*PASSAGE TO READ*
Now We Know Why Americans are So Fat!


It’s no secret that Americans are, for the most part, fat and getting fatter. Why is that? Well, a new study suggests that it’s because we’ve been doing things wrong for a long time.

It’s not the fact that Americans don’t get enough exercise, or that we spend too much time sitting behind a desk, or that healthy food is too expensive for most people to afford. It has nothing to do with race, geography, or our socioeconomic status.

Big woman eating fast food and watching TV. Isolated.

Photo credit: bigstock

We are getting fatter because we are simply surrounded by tasty, easy to get, cheap food. From fast food joints to those processed snacks, the lead author of this study says junk food is just too darn tasty and too cheap. Find out tips to stop those junk food cravings.

*WHAT YOU WILL DO*
1 > According to the article on why Americans are gaining weight, what is the reason Americans are getting fatter?
2 > Write the next few paragraphs of the article on why Americans are gaining weight, picking up after its final sentence.

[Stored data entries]
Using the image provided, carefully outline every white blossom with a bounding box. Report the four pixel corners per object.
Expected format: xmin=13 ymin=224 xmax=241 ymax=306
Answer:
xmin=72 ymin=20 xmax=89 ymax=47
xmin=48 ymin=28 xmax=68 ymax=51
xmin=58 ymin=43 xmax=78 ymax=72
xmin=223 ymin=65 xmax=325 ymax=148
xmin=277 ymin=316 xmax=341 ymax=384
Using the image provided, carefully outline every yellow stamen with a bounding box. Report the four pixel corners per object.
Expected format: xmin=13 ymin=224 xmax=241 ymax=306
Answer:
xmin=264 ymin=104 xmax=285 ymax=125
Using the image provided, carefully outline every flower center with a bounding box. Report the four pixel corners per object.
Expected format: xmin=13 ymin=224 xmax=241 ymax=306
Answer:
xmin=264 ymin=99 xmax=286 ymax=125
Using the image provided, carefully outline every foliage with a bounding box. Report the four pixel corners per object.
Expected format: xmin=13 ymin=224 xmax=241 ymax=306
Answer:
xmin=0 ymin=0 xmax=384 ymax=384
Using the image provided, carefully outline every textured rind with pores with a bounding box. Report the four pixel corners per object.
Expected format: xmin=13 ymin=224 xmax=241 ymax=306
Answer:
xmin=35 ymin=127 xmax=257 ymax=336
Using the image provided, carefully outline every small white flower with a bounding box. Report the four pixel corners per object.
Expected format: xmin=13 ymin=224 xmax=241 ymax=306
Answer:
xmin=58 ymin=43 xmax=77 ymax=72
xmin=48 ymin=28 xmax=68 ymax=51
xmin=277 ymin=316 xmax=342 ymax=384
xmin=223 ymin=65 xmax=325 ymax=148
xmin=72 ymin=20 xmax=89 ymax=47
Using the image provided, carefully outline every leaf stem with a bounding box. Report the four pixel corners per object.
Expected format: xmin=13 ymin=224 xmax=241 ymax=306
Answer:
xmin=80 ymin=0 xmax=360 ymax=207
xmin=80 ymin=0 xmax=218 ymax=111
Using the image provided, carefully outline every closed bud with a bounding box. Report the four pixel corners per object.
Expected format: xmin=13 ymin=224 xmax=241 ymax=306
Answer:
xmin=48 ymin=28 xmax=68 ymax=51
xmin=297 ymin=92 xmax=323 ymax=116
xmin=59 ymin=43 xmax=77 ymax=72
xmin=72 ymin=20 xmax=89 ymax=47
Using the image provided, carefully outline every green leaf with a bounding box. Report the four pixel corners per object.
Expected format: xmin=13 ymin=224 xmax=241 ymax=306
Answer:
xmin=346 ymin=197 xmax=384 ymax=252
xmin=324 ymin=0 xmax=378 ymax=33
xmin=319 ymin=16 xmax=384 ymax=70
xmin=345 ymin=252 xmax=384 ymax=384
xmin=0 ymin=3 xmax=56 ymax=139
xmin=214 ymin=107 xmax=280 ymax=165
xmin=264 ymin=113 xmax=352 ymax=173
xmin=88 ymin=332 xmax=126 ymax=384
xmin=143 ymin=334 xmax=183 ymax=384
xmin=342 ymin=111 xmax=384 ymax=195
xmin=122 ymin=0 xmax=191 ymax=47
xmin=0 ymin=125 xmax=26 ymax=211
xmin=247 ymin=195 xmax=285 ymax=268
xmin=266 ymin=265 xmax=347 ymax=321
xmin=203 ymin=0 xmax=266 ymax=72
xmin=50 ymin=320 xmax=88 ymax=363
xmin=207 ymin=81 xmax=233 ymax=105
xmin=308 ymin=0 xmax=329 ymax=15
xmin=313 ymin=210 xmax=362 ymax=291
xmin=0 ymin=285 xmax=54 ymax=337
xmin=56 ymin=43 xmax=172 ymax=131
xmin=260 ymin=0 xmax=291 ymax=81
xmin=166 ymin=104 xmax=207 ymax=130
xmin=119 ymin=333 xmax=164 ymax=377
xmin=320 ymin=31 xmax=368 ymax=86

*EXERCISE RESPONSES*
1 > They are surrounded by tasty, easy-to-get, cheap food.

2 >
Up until this study, researchers have mainly focused on the differences between groups of people such as between blacks and whites, or those who live in California versus those who live in Utah, between the rich and the poor. This study, however, took a different approach. Americans aren’t getting fat because they are too poor to afford good food, or because their Southern hospitality means cooking lots of fatty foods. People aren’t thinner because they live in Colorado or California. All Americans are getting fatter, and this fact cuts across the entire population of America.

The researchers who conducted this study found that although there are some differences between racial and ethnic groups, they are also gaining weight about the same as everyone else. The lead researcher, Roland Sturm, studied all the data that was available and published the findings in CA: Cancer Journal for Clinicians. It concluded that everyone, and we mean everyone, regardless of race, socio-economic status, or ethnicity, is gaining weight at roughly the same rate. In order to solve America’s obesity problem, we must first figure out what has changed for absolutely every single American on this continent. What comes to mind is the food itself. Not only is it inexpensive compared to income, but it’s so damn convenient.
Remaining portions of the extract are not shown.